• Aim: From the listing that follows, output everything exactly except the pictures.

• Source records:
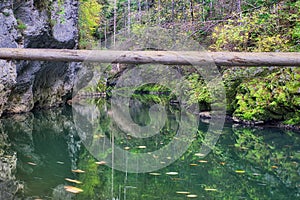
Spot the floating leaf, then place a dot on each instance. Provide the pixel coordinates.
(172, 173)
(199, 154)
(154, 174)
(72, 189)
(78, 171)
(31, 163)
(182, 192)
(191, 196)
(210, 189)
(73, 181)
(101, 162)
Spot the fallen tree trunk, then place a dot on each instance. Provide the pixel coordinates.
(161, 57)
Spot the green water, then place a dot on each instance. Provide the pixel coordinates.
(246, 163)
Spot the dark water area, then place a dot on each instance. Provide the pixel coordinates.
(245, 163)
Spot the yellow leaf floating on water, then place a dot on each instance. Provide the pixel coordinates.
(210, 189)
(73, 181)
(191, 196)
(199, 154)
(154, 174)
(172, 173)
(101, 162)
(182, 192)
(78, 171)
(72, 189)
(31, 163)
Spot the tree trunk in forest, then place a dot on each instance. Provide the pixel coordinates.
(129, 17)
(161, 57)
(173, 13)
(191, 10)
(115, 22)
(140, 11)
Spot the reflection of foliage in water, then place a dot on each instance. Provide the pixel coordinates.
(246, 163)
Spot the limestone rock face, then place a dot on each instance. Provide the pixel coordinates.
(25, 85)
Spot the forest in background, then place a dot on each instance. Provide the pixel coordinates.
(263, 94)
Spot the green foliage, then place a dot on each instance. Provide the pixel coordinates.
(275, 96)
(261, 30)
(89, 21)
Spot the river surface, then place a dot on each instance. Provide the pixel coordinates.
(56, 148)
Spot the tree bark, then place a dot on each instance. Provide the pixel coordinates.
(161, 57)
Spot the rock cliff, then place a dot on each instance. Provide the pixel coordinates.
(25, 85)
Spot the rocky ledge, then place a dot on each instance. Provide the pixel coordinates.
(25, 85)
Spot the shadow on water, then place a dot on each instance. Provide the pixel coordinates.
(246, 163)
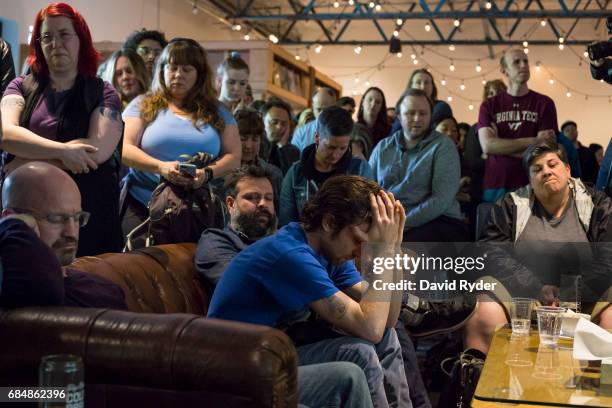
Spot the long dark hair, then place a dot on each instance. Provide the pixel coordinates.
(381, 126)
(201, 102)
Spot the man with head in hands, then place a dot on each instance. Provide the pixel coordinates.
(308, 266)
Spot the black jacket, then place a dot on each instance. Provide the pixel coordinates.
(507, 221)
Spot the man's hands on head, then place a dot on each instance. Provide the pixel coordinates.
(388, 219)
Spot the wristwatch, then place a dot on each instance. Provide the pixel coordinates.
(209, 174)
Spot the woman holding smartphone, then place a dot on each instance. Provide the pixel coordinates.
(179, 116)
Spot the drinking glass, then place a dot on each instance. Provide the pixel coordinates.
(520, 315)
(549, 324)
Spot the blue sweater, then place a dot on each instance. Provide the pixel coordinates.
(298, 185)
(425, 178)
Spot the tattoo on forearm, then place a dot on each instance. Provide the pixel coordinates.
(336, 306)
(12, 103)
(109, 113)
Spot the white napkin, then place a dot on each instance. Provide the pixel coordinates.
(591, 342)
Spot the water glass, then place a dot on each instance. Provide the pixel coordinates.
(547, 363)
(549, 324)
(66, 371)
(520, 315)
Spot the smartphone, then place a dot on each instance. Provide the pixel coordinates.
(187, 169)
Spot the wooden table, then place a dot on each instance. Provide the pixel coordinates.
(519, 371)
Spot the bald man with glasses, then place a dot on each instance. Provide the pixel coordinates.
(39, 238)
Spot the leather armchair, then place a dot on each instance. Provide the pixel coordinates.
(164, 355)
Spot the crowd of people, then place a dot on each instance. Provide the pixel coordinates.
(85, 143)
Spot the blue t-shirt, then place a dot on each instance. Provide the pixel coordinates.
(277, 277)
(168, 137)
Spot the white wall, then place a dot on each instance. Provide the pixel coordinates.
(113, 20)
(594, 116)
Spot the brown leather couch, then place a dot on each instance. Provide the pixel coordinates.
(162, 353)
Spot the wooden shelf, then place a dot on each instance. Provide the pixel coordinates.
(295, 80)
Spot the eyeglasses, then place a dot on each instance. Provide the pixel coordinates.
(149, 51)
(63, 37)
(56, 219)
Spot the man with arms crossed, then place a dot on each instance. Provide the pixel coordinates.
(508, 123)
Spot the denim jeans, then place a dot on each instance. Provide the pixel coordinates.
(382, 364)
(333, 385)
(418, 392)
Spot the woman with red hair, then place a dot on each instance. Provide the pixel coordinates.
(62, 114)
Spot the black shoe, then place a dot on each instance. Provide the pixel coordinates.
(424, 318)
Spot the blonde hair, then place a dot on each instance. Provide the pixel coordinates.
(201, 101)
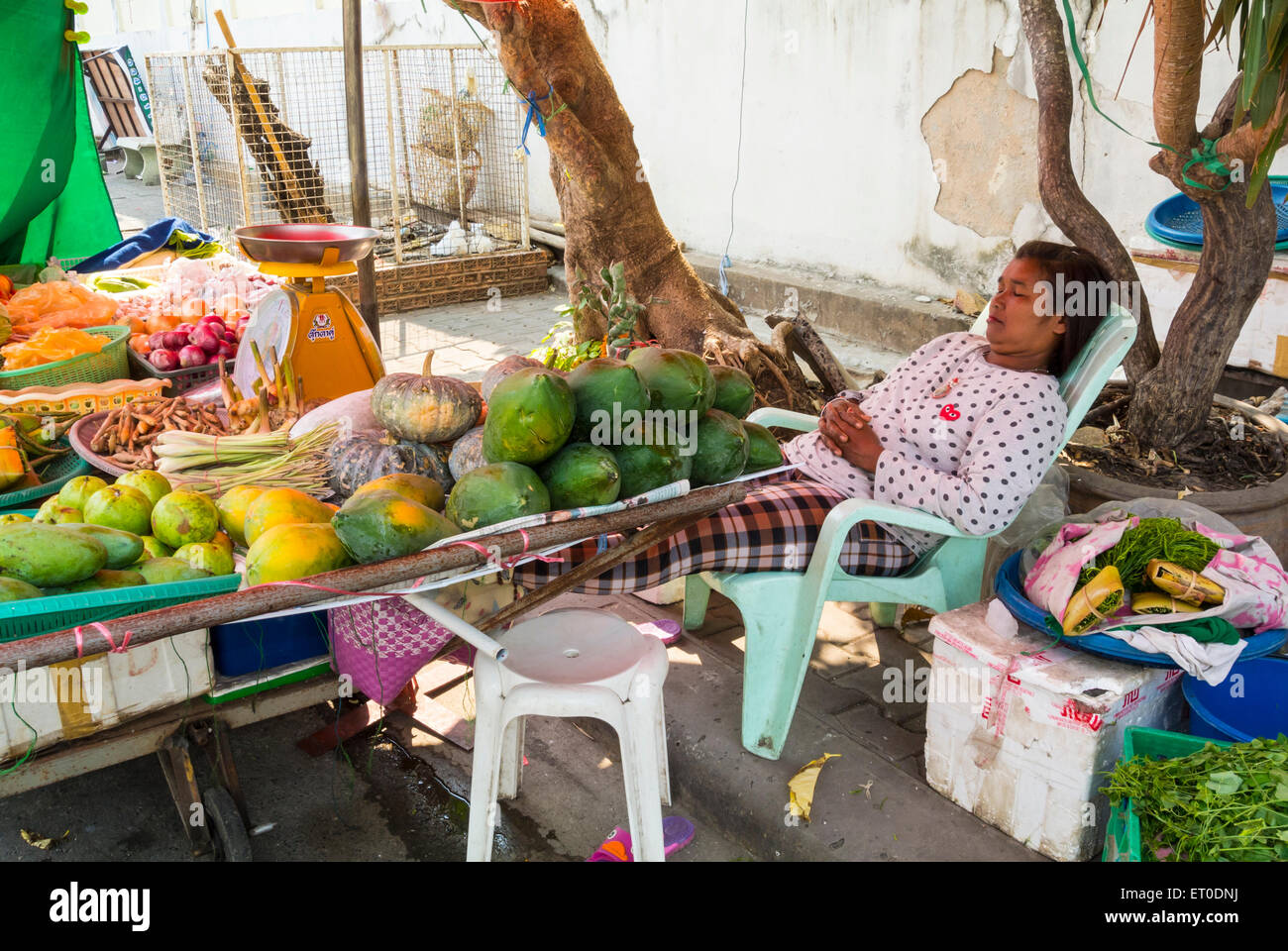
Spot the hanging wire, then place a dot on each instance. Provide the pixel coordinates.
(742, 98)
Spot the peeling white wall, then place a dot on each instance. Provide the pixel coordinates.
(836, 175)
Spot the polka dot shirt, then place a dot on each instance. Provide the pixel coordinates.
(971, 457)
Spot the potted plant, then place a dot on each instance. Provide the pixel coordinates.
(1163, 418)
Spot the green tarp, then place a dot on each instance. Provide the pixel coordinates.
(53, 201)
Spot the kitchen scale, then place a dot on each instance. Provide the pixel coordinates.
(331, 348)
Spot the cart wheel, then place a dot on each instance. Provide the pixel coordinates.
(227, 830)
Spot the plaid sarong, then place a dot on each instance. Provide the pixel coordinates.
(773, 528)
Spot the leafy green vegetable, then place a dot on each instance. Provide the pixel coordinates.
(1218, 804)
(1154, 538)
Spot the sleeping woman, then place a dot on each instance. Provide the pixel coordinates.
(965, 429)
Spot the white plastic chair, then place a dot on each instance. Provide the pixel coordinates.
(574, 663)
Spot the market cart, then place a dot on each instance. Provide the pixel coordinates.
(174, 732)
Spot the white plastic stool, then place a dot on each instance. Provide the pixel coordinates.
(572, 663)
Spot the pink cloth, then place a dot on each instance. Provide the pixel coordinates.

• Task response:
Spot the floating leaf, then place a dot on each instance. Provide the pixel coordinates.
(172, 173)
(199, 154)
(154, 174)
(72, 189)
(78, 171)
(31, 163)
(182, 192)
(191, 196)
(210, 189)
(73, 181)
(101, 162)
Spot the fallen tree trunk, then place a dot on each instance. Provide the pixel coordinates.
(161, 57)
Spot the green water, then place a dot on each instance. Provide the pixel coordinates.
(246, 163)
Spot the dark water area, then place a dot on each instance. Provide the pixel coordinates.
(245, 163)
Spot the yellow leaf floating on water, then place a dot on each instance. Provide the pixel coordinates.
(210, 189)
(73, 181)
(191, 196)
(199, 154)
(154, 174)
(172, 173)
(101, 162)
(182, 192)
(78, 171)
(72, 189)
(31, 163)
Spot the tree trunk in forest, then place a dot on each instance. Provide the pixel coordinates.
(129, 17)
(161, 57)
(173, 13)
(191, 10)
(115, 22)
(140, 11)
Spot the reflection of foliage in water, then place a dot on each instance. Provide the pixel coordinates.
(246, 163)
Spot the limestone rock face, then place a dot on each instance. Provide the pixel coordinates.
(25, 85)
Spot the forest in background, then place a dot on each instance. Provide the pixel coordinates.
(263, 94)
Spot the green foliage, then place a dot on each instance. Provide the pixel coordinates.
(275, 96)
(261, 30)
(89, 21)
Spot the river surface, then place a dot on each instance. Provide the pixel coordinates.
(56, 148)
Spot the tree bark, then place a dot on each instance. Provide the pixel coordinates.
(161, 57)
Spot the rock cliff, then place a dot on each instance. Provide the pixel coordinates.
(25, 85)
Spot the rocky ledge, then place a dot on each instance. Provide the pixel coordinates.
(25, 85)
Spot the shadow on water, then place a dot on each instance. Provide the pixel coordinates.
(246, 163)
Spot the long dark hair, then place a dot on each instance. Provide the pixel coordinates.
(381, 126)
(201, 102)
Spot the man with head in hands, then place a dot on each instance. Provide the pixel coordinates.
(308, 266)
Spot the black jacket, then place a dot on each instance. Provide the pixel coordinates.
(507, 221)
Spot the man's hands on head, then place a dot on each instance. Provide the pixel coordinates.
(388, 219)
Spot the wristwatch, then place a dot on each instance. Provide the pixel coordinates.
(209, 174)
Spot the woman holding smartphone, then place a dot on each instance. Provide the pixel coordinates.
(179, 116)
Spot the drinking glass, then place a dot on each instance. Provide the pixel coordinates.
(520, 315)
(549, 324)
Spot the blue sweater, then place a dot on each instance. Provide the pixel coordinates.
(298, 185)
(425, 178)
Spot the tattoo on forearm, then place a dot on each instance. Provide the pixel coordinates.
(336, 306)
(12, 103)
(109, 113)
Spot the white napkin, then place a dot on each instance. Provide the pixel coordinates.
(591, 342)
Spot the water glass, then place a dot on each instance. Provide the pixel coordinates.
(547, 363)
(549, 324)
(66, 371)
(520, 315)
Spot the smartphone, then place a dot on each instance. Provide the pixel coordinates.
(187, 169)
Spot the wooden table, then place a dot on each instance. Provide the pixel coordinates.
(519, 371)
Spot the bald man with glasses, then place a dot on each instance. Provide the pixel coordinates.
(39, 238)
Spot the leather armchair, then place a dot on each instance. Provide the pixel coordinates.
(164, 355)
Spot the crowd of people, then place a dot on each instance. Provide the pixel coordinates.
(85, 143)
Spot the blue t-shirt, then place a dot on each instance. Provide the pixel coordinates.
(277, 277)
(168, 137)
Spot the white wall, then place a dot on each instance. Provide the pixel coordinates.
(113, 20)
(594, 116)
Spot the brown leather couch, then place a dot on each instance. Provide the pixel coordinates.
(162, 353)
Spot the wooden shelf, then place a dot on each instance. Provide the pixel coordinates.
(295, 80)
Spot the eyeglasses, then place a dot on each instance. Provide the pixel coordinates.
(149, 51)
(63, 37)
(56, 219)
Spot the man with arms crossed, then place a dot on each instance. Provide the pixel coordinates.
(508, 123)
Spot the denim jeans, then place a dot on each instance. Provide the pixel coordinates.
(382, 364)
(333, 385)
(418, 392)
Spot the woman with red hair, then place a dot on each instance. Provide the pixel coordinates.
(62, 114)
Spot the black shoe, then place a dot on each instance. Provide the pixel coordinates.
(424, 318)
Spot the blonde hair, then place a dot on each instance. Provide the pixel coordinates.
(201, 101)
Spot the hanging wire, then place a dot on each instance. Provide the pixel coordinates.
(742, 98)
Spot the peeling white wall, then place a dot on each instance. Provide the pixel coordinates.
(836, 175)
Spot the polka dot shirt, then place a dot on each instance. Provide the pixel coordinates.
(971, 457)
Spot the potted plant, then place a dot on each instance. Provide the pixel coordinates.
(1163, 418)
Spot the green tarp, then place a dot on each instance. Provide the pixel coordinates.
(53, 201)
Spot the kitchen scale, then place a dot on each instance. Provide the pixel coordinates.
(331, 348)
Spot the cart wheel, then place a dot on each instance. Provide the pixel coordinates.
(227, 830)
Spot the plaid sarong, then place a dot on each instance. Provide the pixel coordinates.
(773, 528)
Spot the leafy green vegetable, then place a dot on each instance. Provide the pixel coordinates.
(1218, 804)
(1154, 538)
Spot the sleeping woman, then place a dot on each instance. Provide the pixel coordinates.
(965, 429)
Spot the white plastic chair, then place a dot on each instance. Provide the pixel coordinates.
(574, 663)
Spot the market cart, then place a dot on each instance. Provide the pixel coordinates.
(174, 732)
Spot the white plastic stool, then place a dot on each instance. Provide the pixel coordinates.
(572, 663)
Spot the pink cloth, then place a dot on each instance. Provide the pixel coordinates.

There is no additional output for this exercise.